======== RECORD SET ========

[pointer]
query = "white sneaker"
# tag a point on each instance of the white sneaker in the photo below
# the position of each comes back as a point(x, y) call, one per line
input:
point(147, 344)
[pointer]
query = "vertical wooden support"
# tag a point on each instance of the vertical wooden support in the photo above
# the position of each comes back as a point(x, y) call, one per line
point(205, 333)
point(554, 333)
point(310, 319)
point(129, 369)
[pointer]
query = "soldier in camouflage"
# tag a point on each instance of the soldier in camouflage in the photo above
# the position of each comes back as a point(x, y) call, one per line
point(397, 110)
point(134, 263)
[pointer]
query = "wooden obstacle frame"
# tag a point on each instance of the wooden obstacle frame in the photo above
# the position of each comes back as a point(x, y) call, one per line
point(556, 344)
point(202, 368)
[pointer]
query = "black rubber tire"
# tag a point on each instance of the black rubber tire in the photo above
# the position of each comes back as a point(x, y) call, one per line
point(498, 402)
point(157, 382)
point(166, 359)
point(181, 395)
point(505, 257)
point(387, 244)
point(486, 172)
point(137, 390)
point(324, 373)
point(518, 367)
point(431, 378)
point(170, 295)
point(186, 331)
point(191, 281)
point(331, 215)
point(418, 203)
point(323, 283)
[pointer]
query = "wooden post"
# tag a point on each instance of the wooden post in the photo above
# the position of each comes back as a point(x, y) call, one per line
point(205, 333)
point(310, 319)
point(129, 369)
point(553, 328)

========

WORK REQUEST
Reproduce the data verbatim, line for line.

SOLUTION BELOW
[pointer]
query = "white sneaker"
# tag a point on each instance of the white sneaker in the photo below
# the position of each comes back as a point(x, y) call, one per line
input:
point(147, 344)
[pointer]
query = "vertical wooden support"
# tag a point on each instance of the vertical wooden support in the photo above
# the position of each comes back as a point(x, y) call, one per line
point(205, 333)
point(554, 333)
point(310, 319)
point(129, 369)
[pointer]
query = "soldier in camouflage"
# tag a point on each instance of the soldier in camouflage in the photo above
# the position of each comes back as a point(x, y) call, one per line
point(397, 110)
point(134, 263)
[pointer]
query = "wooden obstacle frame"
# tag a point on each instance of the wooden obstacle frame in the photo above
# the position of each comes back as a point(x, y) call, one per line
point(556, 344)
point(202, 368)
[pointer]
query = "black rubber tire"
# tag a point on each instance of the black rubber tire in the photo above
# the position of each comes back as a point(x, y) call, one per line
point(498, 402)
point(157, 382)
point(166, 359)
point(181, 395)
point(505, 257)
point(387, 244)
point(486, 172)
point(137, 390)
point(324, 373)
point(518, 367)
point(431, 378)
point(170, 295)
point(186, 331)
point(191, 281)
point(331, 215)
point(418, 203)
point(323, 283)
[pointer]
query = "wooden post"
# tag a point on each instance of the wooden post in the photo above
# the position of each comes back as a point(x, y) call, one per line
point(205, 333)
point(310, 319)
point(129, 369)
point(553, 328)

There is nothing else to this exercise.